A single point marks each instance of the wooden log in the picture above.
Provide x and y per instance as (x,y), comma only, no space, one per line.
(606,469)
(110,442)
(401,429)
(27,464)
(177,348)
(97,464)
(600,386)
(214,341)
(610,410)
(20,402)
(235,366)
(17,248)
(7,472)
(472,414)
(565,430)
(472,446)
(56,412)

> **PROBLEM DETAILS**
Rewrite the rows above with "wooden log" changed to "fallen branch" and everything else left as it is.

> **ANSWER TO THE EXERCISE**
A single point marks each instance of the fallen branch in the picture above.
Provide x and y per instance as (x,y), comma only, no space, one per line.
(606,469)
(110,442)
(401,429)
(27,464)
(177,348)
(97,464)
(600,386)
(214,341)
(610,410)
(20,402)
(235,366)
(17,248)
(7,472)
(472,414)
(565,430)
(472,446)
(56,412)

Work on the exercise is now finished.